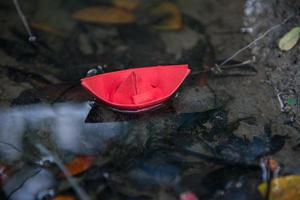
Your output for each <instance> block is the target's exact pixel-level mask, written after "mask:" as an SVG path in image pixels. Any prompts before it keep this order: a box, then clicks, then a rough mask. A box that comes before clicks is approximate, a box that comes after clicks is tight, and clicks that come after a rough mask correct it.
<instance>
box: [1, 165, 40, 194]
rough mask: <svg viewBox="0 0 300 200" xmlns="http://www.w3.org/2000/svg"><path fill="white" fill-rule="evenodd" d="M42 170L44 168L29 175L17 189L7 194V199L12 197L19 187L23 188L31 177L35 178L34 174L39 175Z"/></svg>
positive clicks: (12, 190) (25, 178) (11, 191)
mask: <svg viewBox="0 0 300 200" xmlns="http://www.w3.org/2000/svg"><path fill="white" fill-rule="evenodd" d="M41 171H42V169H38V170H37V171H36V172H34V173H32V174H31V175H29V176H28V177H26V178H25V179H24V181H23V182H22V183H21V184H20V185H19V186H18V187H16V188H15V189H13V190H12V191H11V192H10V193H9V194H8V195H7V200H9V199H11V197H12V195H13V194H14V193H15V192H17V191H18V190H19V189H21V188H22V187H23V186H24V185H25V183H26V182H27V181H28V180H29V179H31V178H33V177H34V176H36V175H37V174H38V173H40V172H41Z"/></svg>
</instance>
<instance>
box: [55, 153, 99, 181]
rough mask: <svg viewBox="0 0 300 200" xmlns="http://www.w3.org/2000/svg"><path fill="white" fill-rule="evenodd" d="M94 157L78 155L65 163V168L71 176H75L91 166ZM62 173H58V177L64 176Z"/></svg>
mask: <svg viewBox="0 0 300 200" xmlns="http://www.w3.org/2000/svg"><path fill="white" fill-rule="evenodd" d="M94 160H95V158H94V157H91V156H80V157H77V158H75V159H74V160H72V161H71V162H69V163H68V164H66V166H65V167H66V168H67V170H68V171H69V173H70V175H71V176H75V175H77V174H80V173H82V172H85V171H86V170H87V169H89V168H90V167H91V165H92V164H93V162H94ZM64 176H65V175H64V174H63V173H60V174H59V177H64Z"/></svg>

--------------------------------

— Задание —
Преобразуйте все приведённые выше строки в список JSON, где каждая строка записана отдельным строковым значением, а пустые строки пропущены. Изображения в ответ не включайте.

— Решение задачи —
[
  "Your output for each <instance> block is the target's exact pixel-level mask, written after \"mask:\" as an SVG path in image pixels. Any prompts before it keep this order: a box, then clicks, then a rough mask. A box that comes before clicks is approximate, a box that comes after clicks is tight, and clicks that come after a rough mask correct it.",
  "<instance>",
  "box: [1, 165, 40, 194]",
  "rough mask: <svg viewBox=\"0 0 300 200\" xmlns=\"http://www.w3.org/2000/svg\"><path fill=\"white\" fill-rule=\"evenodd\" d=\"M42 170L44 168L29 175L17 189L7 194V199L12 197L19 187L23 188L31 177L35 178L34 174L39 175Z\"/></svg>",
  "positive clicks: (12, 190) (25, 178) (11, 191)",
  "mask: <svg viewBox=\"0 0 300 200\" xmlns=\"http://www.w3.org/2000/svg\"><path fill=\"white\" fill-rule=\"evenodd\" d=\"M41 171H42V169H38V170H37V171H36V172H34V173H32V174H31V175H29V176H28V177H26V178H25V179H24V181H23V182H22V183H21V184H20V185H19V186H18V187H16V188H15V189H13V190H12V191H11V192H10V193H9V194H8V195H7V200H9V199H11V197H12V195H13V194H14V193H15V192H17V191H18V190H19V189H21V188H22V187H23V186H24V185H25V183H26V182H27V181H28V180H29V179H31V178H33V177H34V176H36V175H37V174H38V173H40V172H41Z\"/></svg>",
  "</instance>",
  "<instance>",
  "box: [55, 153, 99, 181]",
  "rough mask: <svg viewBox=\"0 0 300 200\" xmlns=\"http://www.w3.org/2000/svg\"><path fill=\"white\" fill-rule=\"evenodd\" d=\"M94 157L78 155L65 163V168L71 176H75L91 166ZM62 173H58V177L64 176Z\"/></svg>",
  "mask: <svg viewBox=\"0 0 300 200\" xmlns=\"http://www.w3.org/2000/svg\"><path fill=\"white\" fill-rule=\"evenodd\" d=\"M94 160H95V158H94V157H91V156H80V157H77V158H75V159H74V160H72V161H71V162H69V163H68V164H66V166H65V167H66V168H67V170H68V171H69V173H70V175H71V176H75V175H77V174H80V173H82V172H85V171H86V170H87V169H89V168H90V167H91V165H92V164H93V162H94ZM64 176H65V175H64V174H63V173H60V174H59V177H64Z\"/></svg>"
]